USING THE INFORMATION:
1 – Translate into Spanish this sentence from the Hope Lodge text: "A couple of months ago, DeBruyn visited four of the Hope Lodges around the country."
2 – Extend the Hope Lodge text, picking up right after its last sentence.

TEXT:
────────

Hope Lodge offers patients an opportunity to stay nearby their treatment facility and to meet and develop relationships with other people battling cancer. Patients who stay at a Hope Lodge tend to develop strong networks among themselves, DeBruyn said. Hope Lodge offers resources such as cancer information, access to the Cancer Survivors Network, and on-site support groups and programs. In its Reach to Recovery program, for instance, breast cancer survivors provide support and share their experiences in one-on-one visitations with women diagnosed with breast cancer.
A couple of months ago, DeBruyn visited four of the Hope Lodges around the country.
“I was very impressed with how much that environment gave support and encouragement to patients, and I really believe that aids in their healing,” she noted. “Really strong relationships and networks are made among the patients themselves.”
As always, the American Cancer Society depends on volunteers to fulfill its mission. DeBruyn said Hope Lodge is minimally staffed with two full-time staff and a number of part-time volunteers to provide 24-hour coverage. Volunteers serve as greeters, receptionists, drivers and cooks, they help ready the rooms for guests and coordinate activities at the lodge for both patients and caregivers.

────────

INFORMATION SUPPLIED:
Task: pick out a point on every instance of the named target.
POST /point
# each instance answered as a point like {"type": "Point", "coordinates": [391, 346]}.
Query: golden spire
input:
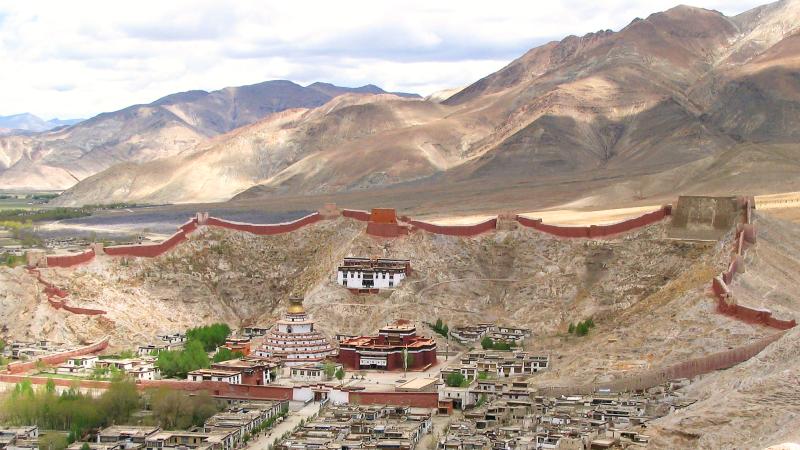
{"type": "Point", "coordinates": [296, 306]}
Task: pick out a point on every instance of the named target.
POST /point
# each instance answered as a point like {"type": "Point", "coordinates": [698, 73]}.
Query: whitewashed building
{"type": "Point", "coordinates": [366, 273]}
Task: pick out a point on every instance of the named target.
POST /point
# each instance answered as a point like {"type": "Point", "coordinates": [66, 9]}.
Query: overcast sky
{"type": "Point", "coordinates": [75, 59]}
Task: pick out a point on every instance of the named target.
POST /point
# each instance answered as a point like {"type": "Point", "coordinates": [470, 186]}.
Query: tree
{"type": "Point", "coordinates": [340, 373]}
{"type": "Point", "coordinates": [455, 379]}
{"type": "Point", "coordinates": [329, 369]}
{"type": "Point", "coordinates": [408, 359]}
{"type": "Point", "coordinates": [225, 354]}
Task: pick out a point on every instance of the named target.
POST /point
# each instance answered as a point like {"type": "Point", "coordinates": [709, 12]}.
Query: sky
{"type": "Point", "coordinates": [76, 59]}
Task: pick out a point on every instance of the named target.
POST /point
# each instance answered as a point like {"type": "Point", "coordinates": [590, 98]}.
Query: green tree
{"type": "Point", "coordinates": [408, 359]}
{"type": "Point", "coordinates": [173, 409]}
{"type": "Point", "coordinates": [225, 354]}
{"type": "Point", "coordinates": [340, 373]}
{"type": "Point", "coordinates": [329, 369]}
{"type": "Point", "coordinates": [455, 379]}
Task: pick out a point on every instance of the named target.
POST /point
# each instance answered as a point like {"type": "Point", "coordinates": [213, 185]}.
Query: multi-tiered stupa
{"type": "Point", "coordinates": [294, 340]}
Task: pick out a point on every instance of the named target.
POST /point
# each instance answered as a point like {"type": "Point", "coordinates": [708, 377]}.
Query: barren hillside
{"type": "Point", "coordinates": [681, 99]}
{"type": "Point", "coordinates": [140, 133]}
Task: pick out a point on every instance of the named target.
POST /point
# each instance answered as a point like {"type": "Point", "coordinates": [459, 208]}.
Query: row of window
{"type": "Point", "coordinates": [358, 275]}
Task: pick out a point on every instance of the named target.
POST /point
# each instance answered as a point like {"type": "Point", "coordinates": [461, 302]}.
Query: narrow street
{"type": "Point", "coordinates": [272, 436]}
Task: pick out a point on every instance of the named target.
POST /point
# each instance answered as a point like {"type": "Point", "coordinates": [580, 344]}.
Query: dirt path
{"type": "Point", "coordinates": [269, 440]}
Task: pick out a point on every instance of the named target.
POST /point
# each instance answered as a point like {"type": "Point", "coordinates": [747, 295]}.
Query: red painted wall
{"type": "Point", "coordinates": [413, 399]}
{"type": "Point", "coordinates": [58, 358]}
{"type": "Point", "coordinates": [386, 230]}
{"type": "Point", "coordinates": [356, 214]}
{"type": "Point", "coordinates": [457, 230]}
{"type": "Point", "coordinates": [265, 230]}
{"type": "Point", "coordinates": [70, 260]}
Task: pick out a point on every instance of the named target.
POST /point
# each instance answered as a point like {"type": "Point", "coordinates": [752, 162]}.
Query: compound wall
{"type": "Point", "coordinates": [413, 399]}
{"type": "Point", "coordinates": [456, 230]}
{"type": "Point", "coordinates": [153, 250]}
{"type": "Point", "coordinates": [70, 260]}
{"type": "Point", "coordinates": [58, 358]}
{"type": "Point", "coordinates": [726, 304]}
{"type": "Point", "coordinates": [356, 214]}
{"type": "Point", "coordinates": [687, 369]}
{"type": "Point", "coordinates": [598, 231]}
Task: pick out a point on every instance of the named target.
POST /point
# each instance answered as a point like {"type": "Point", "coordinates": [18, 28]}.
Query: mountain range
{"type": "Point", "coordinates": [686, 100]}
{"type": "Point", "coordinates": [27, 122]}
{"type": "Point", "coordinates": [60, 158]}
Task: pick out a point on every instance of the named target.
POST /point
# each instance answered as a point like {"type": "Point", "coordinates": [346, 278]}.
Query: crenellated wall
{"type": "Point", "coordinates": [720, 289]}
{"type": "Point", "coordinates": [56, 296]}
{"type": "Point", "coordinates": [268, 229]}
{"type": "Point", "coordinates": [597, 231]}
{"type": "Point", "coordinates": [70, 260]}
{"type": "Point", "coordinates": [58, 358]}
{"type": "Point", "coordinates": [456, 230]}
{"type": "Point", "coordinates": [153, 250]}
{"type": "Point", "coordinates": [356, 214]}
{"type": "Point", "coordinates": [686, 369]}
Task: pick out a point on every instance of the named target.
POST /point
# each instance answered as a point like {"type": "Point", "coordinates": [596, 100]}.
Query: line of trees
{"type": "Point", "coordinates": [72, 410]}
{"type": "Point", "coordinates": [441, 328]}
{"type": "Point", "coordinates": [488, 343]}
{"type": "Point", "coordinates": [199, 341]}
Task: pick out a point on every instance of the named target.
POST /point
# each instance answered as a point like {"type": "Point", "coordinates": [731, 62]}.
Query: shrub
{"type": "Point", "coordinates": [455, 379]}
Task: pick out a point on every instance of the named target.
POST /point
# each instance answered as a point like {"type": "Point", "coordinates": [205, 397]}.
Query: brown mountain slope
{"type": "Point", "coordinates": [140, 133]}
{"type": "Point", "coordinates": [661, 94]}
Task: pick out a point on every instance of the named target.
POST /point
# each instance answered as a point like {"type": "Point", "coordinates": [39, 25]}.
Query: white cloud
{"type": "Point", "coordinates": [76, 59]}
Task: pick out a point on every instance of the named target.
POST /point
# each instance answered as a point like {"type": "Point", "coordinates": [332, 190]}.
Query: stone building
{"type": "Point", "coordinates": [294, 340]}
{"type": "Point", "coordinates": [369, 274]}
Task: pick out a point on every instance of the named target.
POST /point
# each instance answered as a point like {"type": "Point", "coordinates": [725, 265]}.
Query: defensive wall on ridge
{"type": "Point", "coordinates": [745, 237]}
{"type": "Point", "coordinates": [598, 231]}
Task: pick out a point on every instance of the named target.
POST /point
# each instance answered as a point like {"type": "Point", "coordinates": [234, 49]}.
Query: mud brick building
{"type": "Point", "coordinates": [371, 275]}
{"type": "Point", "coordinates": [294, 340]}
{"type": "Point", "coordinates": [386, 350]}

────────

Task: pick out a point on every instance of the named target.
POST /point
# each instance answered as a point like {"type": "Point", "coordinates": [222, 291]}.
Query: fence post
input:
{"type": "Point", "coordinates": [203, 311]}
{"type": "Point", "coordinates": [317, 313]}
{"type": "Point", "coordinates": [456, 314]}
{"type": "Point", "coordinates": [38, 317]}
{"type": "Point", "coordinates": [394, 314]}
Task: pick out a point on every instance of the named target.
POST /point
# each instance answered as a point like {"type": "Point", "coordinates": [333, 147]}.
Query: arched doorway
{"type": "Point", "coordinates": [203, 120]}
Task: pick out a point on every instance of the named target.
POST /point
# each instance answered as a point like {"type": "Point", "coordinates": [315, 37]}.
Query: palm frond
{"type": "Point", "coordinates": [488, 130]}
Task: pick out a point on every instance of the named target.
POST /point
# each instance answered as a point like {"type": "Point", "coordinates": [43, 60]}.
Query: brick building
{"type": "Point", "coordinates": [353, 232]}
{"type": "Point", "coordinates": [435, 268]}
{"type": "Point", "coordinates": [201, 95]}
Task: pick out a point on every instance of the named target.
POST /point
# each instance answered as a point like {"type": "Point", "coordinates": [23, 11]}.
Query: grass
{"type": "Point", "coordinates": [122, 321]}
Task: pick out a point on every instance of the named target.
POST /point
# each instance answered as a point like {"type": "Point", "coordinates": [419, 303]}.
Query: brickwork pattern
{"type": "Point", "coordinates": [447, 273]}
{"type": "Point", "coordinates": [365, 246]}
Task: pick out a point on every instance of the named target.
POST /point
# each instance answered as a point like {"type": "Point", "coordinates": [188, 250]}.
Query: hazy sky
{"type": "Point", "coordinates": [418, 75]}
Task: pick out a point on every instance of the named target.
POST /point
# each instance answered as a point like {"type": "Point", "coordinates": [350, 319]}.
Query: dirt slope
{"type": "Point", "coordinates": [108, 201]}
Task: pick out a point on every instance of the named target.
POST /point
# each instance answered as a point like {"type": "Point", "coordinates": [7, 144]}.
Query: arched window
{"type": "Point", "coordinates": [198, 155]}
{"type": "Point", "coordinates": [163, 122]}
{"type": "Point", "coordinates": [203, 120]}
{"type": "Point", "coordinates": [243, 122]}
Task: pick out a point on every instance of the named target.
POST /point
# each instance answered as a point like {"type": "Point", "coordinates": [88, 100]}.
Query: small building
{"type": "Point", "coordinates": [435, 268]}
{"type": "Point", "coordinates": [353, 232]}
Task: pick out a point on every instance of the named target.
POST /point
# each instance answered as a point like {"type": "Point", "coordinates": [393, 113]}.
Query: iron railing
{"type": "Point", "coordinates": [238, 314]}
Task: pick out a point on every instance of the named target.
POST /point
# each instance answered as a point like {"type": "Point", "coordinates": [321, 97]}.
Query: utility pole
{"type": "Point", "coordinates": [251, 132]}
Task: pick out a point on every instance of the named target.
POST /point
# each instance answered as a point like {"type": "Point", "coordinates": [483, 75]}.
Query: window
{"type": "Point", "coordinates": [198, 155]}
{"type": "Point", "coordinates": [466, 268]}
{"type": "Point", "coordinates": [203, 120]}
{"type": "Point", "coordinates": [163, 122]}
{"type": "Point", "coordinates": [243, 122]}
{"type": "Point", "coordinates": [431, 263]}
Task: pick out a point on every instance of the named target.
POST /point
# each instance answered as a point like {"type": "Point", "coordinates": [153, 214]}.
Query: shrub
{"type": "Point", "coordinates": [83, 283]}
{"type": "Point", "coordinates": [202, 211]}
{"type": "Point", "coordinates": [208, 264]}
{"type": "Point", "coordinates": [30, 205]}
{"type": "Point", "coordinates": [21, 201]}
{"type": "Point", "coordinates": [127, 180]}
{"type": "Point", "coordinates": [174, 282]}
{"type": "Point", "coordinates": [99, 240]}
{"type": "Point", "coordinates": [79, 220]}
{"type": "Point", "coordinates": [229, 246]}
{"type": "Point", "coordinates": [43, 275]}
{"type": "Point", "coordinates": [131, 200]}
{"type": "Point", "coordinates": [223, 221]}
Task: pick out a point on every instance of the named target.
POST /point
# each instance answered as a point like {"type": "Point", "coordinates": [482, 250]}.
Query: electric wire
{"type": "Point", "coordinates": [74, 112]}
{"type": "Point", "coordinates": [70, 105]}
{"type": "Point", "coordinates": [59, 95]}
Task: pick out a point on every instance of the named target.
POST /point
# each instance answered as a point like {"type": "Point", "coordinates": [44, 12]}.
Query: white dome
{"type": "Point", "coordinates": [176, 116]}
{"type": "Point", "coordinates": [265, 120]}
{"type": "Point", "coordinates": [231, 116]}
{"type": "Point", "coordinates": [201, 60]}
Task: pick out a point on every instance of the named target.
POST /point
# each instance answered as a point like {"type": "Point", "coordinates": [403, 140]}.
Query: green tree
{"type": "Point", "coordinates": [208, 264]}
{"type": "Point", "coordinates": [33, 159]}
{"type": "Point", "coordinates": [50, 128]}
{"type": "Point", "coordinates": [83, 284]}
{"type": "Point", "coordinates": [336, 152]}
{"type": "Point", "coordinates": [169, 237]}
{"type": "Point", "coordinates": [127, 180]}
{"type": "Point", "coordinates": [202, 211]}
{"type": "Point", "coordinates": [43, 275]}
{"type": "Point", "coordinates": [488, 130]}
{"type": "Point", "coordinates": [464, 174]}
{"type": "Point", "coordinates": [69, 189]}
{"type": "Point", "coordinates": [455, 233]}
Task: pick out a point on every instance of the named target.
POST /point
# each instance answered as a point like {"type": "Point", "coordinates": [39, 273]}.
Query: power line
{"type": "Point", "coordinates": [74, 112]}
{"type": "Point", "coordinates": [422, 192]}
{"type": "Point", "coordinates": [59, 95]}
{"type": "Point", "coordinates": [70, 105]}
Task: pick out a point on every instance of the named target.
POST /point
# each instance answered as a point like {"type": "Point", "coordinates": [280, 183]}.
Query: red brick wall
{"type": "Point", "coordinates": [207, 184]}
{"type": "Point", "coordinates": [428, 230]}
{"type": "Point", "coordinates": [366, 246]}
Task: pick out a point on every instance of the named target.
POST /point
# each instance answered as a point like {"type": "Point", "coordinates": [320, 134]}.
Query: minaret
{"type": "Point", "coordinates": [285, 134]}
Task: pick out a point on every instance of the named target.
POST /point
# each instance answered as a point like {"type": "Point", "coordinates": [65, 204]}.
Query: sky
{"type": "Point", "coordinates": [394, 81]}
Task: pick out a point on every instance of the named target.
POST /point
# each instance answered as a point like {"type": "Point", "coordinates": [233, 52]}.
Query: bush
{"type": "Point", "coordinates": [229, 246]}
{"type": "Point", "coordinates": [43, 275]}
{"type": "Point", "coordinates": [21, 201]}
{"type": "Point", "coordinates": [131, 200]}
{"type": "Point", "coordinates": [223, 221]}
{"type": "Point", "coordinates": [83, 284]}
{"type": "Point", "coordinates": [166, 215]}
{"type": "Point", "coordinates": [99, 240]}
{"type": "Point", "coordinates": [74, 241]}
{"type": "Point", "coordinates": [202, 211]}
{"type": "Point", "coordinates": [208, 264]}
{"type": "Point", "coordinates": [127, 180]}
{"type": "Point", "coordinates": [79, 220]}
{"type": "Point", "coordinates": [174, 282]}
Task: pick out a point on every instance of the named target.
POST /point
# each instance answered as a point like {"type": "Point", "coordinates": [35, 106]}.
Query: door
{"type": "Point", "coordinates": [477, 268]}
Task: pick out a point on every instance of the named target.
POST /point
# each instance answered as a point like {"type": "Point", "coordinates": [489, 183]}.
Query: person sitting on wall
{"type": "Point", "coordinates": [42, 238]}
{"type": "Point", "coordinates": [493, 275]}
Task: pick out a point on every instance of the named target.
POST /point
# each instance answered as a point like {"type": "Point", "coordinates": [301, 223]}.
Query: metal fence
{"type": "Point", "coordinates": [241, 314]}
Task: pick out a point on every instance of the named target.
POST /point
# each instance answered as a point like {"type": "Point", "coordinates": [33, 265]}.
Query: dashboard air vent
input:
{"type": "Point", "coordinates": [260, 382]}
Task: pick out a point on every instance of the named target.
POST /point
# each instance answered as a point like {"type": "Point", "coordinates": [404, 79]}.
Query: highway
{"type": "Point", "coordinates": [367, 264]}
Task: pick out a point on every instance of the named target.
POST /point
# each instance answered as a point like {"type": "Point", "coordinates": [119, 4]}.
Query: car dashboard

────────

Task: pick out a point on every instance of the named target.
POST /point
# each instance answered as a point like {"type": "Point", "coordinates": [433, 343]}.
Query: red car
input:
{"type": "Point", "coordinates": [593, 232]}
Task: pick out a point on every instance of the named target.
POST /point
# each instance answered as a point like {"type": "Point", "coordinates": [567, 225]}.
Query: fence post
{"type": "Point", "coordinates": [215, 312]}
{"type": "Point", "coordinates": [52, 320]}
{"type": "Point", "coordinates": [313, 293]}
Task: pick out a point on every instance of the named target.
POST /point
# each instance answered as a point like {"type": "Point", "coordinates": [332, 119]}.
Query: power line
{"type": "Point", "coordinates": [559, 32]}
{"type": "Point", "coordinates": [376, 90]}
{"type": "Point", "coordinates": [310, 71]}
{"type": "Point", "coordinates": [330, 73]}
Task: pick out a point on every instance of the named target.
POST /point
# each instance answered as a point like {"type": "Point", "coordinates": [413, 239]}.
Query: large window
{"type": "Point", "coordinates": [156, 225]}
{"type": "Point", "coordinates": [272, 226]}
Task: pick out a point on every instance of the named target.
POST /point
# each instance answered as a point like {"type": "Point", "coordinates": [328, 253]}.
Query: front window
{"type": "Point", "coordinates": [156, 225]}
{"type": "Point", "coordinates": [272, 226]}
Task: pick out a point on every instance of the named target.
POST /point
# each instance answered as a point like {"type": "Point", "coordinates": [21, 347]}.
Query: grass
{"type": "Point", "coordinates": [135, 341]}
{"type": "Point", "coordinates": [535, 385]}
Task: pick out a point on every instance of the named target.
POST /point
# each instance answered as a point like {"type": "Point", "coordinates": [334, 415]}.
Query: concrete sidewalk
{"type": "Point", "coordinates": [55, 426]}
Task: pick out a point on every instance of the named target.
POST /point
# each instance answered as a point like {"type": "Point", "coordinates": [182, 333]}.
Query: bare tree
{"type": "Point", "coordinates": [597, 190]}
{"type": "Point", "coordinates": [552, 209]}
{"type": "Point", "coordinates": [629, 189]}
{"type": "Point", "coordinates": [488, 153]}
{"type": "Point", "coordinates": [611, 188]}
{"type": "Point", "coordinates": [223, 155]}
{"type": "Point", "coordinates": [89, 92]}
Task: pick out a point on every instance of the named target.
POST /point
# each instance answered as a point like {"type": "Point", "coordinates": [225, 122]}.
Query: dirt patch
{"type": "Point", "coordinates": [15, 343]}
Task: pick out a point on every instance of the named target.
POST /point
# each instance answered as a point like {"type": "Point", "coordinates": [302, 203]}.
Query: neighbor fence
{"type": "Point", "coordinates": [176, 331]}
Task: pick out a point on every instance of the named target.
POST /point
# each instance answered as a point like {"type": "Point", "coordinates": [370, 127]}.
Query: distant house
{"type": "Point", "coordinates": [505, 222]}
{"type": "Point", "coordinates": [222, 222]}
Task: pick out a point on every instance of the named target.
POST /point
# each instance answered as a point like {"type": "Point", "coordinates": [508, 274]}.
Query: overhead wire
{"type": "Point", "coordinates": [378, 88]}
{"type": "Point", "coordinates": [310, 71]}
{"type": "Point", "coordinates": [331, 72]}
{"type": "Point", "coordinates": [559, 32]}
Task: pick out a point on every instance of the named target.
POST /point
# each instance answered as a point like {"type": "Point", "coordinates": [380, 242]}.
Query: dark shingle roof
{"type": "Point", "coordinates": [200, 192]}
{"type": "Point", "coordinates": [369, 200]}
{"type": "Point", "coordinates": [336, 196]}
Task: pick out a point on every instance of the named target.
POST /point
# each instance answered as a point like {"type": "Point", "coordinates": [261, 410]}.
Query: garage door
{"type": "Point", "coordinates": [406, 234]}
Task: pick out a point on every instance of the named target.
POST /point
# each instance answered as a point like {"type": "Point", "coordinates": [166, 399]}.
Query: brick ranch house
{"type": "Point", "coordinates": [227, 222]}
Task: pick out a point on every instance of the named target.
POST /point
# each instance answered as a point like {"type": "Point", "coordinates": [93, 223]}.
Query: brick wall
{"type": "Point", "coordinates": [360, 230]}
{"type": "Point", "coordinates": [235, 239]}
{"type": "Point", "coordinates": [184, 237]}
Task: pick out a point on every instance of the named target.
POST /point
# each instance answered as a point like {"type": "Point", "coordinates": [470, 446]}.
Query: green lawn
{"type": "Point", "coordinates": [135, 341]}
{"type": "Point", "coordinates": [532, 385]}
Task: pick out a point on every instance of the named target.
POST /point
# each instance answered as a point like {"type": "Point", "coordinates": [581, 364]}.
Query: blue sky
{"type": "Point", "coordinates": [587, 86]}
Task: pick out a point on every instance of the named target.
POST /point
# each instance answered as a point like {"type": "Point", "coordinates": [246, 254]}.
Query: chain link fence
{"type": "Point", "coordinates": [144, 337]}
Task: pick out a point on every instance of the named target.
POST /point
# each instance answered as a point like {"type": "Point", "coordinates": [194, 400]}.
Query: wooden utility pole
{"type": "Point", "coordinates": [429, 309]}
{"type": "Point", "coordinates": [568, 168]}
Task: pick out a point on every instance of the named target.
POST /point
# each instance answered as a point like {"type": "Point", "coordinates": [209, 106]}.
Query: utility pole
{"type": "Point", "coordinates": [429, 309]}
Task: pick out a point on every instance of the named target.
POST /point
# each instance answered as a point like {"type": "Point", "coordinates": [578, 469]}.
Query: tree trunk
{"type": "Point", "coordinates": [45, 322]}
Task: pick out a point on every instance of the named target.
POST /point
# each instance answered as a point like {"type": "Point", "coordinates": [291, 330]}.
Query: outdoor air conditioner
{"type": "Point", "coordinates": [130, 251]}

────────

ANSWERS TO THE EXERCISE:
1 – Hace un par de meses, DeBruyn visitó cuatro de las Hope Lodges del país.

2 –
Hope Lodge is considered a complement to the local oncology community. Thomas Gribbin, M.D., director of Saint Mary’s Lacks Cancer Center, said one of the hardest things for cancer patients to do is to travel. A patient may feel sick or tired, and some treatments, such as radiation therapy, can take up to six weeks of daily treatment.
“If you live 60 to 100 miles away, that’s a daunting task that leads some people to opt out of treatment that they could benefit from,” Gribbin said. “Hope Lodge gives people a place to stay that’s close, and more important than that, puts them in a community of other patients that are receiving cancer care, and that is tremendously supportive. That support is priceless.”
Saint Mary’s Health Care donated the land for Hope Lodge in April 2002, not long after Philip H. McCorkle Jr. was hired as president and CEO. At the time it was donated, the land was valued at $950,000, Schaal said. Gribbin said nonprofits don’t give away things, so the notion of giving away land is very difficult to perceive. But he said Saint Mary’s saw the need to support its own cancer patients and other cancer patients in the region, and the lodge was a great way to do that.
It was very clear to McCorkle that the donation would help solidify a great partnership between the American Cancer Society and Saint Mary’s, recalled Micki Benz, vice president of development at Saint Mary’s.
“He made that happen, and he made it happen very quickly,” Benz said. “We were thrilled to donate that land. We saw it as a tremendous benefit, since more and more of our cancer patients are coming from farther away.”
Hope Lodge’s location, Benz said, is tremendous, too, because of its proximity to Saint Mary’s Lacks Cancer Center.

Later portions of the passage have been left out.